PASSAGE SHOWN:
John returned with Irene and Marion to inspect the mine. Marion was soon fighting in World War II and in his absence John was unable to do much work on his old mine. He did however, spend much time with his wife in the surrounding area on Hoyt Peak prospecting for other deposits. They discovered some very rich ore on the south slope of Hoyt Peak. Several independent assayers examined the ore and all came back with high values.
The urge to explore his mystery mine beyond the door eventually became to great for him to resist. He purchased some blasting powder and drove to Kamas. From here he transferred the supplies to Hoyt Peak by wagon and team with the help of his younger son. While he was planting charges in the lower tunnel near the door he noticed that the foot wall of the shaft was completely lined with small, black slabs of rock. He casually put a couple of these in his pocket and continued to set his charges.
After the blast went off, John entered the shaft and was making his way toward the lower tunnel when his son yelled to him that the roof was shifting. He barely made it out before a large portion of the ceiling fell in, completely burying the lower shaft. It was about this time that John broke one of the strange slabs with a hammer. He could hardly believe his own eyes. They were nearly pure virgin silver!
It was now apparent that if the mine were to be re-opened they would need to enlist the help of professional engineers. The cache of silver that lined the wall would offset the costs, but to excavate the rubble even that far seemed out of reach. John would end up working on Hoyt Peak on and off for the next 30 years. He became victim to failing health and bad partnerships. His dream would never be realized.
During the 1980's further attempts to open the old shaft were made by the late Gale Rhoades and Stephen Shaffer. It was during this time that an exciting discovery was made. While researching old documents in the special collections of BYU University, Rhoades came across an interesting document in the collection of a professor Russell Roger Rich. It was titled "Old Spanish Waybill" and pertained to an old mine west of the headwaters of the Provo River. Rhoades made a copy of the document and had it translated. It reads as follows:
"Waybill - Year 1782 - 1814. This waybill pertains to the Mine of the Ute's. Called later the Josephine de Martinique, for the Empress. This mine can be found, west twelve leagues from the river Timpanogos headland and two leagues from the mouth of the river Santa Anna to the southeast. To travel one league to the south through native land of valley grass to a canyon which enters the valley from the east. Follow this canyon east to a peak round and bare of growth, and from the peak measure 1600 varas to the northeast. At the mouth of the mine there are some small rocks and brush coverage at the base of a small dark ledge.

DATA EXTRACTS:
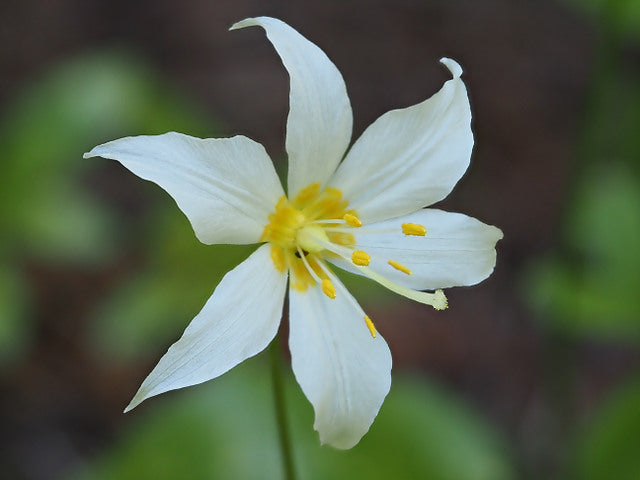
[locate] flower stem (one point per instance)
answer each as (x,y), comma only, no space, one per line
(281,414)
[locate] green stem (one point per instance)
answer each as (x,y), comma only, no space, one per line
(281,414)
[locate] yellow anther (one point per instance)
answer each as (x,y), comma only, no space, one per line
(441,302)
(360,258)
(397,266)
(414,229)
(328,288)
(352,220)
(370,326)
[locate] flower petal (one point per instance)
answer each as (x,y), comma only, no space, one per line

ASSIGNMENT 1: In the passage about the Hoyt Peak mine, rewrite the paragraph beginning "After the blast went off" as a short list, keeping its main facts.
ASSIGNMENT 2: Carry on the passage about the Hoyt Peak mine, starting after its final sentence.

FINAL ANSWER 1:
- After the blast, John entered the shaft and headed toward the lower tunnel.
- His son shouted that the roof was shifting, and John barely got out before a large part of the ceiling fell in and completely buried the lower shaft.
- Around this time, John broke one of the small black slabs with a hammer and found that it was nearly pure virgin silver.

FINAL ANSWER 2:
The Mine of Josephine de Martinique has three tunnels and one shaft - two tunnels of 400 varas run to the west and one tunnel of 350 varas runs to the southeast. Tunnels and shaft be one mine. The shaft runs 73 varas vertical and has four room and six tunnels. These rooms to be used as workshops for the transfer of the mineral silver and gold. Twenty nine varas apart to the sun at mid-day are these rooms. To the percent of metal - is yellow metal which is half silver and one fifth part of gold at one hundred varas. In this mine we encountered slabs of virgin silver from one pound to five pounds.
At this place in the mine there is the treasure of our comrades. Forty six varas from the porthole of the mine in the center of the tunnel, and eight varas beyond one door of thick wood there is the treasure: there are many slabs of virgin silver, 650 cargoes of bar silver and 240 cargoes of bar gold that are six millions. Their treasure abandoned for fear of death by hostile natives - of forty two comrades eight survived.
This mine we worked from the year 1782 and covered in 1814, as so written in the journal of work of the expedition by me - Jose Joaquin Garcia, Captain - Mexico City, November 1814."
Needless to say, Gale was very excited and he knew he had to get the document authenticated as soon as possible. He located a Mr. Jonathon Stowers in the Department of Language at the University of Utah and made an appointment to have the document examined. When Rhoades arrived at Mr. Stower's office he was met by Stowers and two of his assistants. They were joined later by a professor Handcock who was from Mexico City and knew a great deal on this subject matter. The document was examined by each person then it was openly discussed as a group. Their finding was as follows:
The document appears to be genuine and authentic. It could only have been written by a Spanish speaking person of that era who was aquainted with the phraseology and use of the language. It's author was of normal education and not a scholar, as were most clergymen or priests of that time, but he was well schooled in the language, typical of men of his position with the military who most probably worked his way up through the ranks to become that of an officer. The use of singulars in conjunction with plurals, as in this document, was very typical of many documents obtained from that period. Several words used in the document are also no longer used but were commonly used at that time.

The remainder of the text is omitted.